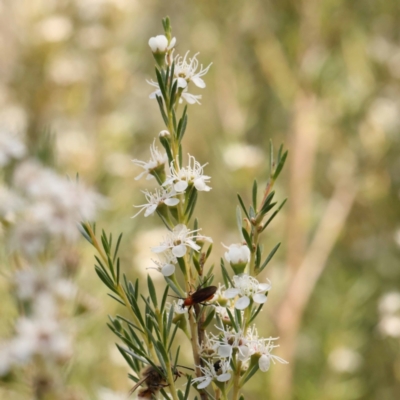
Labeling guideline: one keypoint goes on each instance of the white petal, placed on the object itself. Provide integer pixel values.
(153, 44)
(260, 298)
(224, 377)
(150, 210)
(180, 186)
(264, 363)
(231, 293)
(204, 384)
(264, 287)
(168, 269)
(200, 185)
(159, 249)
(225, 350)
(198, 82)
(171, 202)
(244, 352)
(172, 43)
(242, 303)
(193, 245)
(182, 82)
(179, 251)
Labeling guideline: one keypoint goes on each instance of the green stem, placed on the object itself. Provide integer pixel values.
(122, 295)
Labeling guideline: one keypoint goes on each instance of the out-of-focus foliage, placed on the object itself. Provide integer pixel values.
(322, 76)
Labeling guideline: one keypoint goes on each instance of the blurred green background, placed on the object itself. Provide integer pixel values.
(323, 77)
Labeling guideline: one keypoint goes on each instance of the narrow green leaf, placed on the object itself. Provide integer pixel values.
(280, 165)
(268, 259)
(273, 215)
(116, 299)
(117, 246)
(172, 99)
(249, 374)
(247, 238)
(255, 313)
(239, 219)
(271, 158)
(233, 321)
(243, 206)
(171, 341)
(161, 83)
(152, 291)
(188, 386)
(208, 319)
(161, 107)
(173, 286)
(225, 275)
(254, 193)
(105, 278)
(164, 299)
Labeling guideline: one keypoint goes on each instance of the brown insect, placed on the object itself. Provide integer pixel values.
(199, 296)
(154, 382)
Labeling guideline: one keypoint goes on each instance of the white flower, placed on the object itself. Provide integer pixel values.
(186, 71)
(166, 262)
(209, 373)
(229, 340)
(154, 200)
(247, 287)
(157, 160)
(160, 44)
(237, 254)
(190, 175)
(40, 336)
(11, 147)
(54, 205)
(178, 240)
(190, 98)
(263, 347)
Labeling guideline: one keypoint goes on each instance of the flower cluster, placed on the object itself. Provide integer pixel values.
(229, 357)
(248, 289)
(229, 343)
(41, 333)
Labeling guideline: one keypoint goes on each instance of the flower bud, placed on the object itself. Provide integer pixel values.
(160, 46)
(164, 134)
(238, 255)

■ ■ ■ ■ ■

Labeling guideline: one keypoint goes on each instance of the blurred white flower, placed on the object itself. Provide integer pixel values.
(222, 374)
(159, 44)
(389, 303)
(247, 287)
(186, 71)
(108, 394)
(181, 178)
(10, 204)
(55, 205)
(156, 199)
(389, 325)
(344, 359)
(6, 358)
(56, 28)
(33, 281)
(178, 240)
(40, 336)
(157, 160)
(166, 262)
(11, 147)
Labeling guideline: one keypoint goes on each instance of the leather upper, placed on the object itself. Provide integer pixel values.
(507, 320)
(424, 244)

■ ■ ■ ■ ■

Return every line in the rows above that contains the word "flower".

Labeling guideline: one keypoint goes on each instance of the white flower, placed on the object itself. Provide integer pixel values.
Labeling guideline: one keypoint goes on each instance of the flower cluster, placed on the object itself. Provide integer pixel values.
Labeling guideline: one keypoint goes on each instance of the flower bud, placed on the object itself. Provide integer pixel values.
Labeling guideline: one keypoint goes on each instance of the blurred white flower, placed on the object itself. Provide integer pixel values.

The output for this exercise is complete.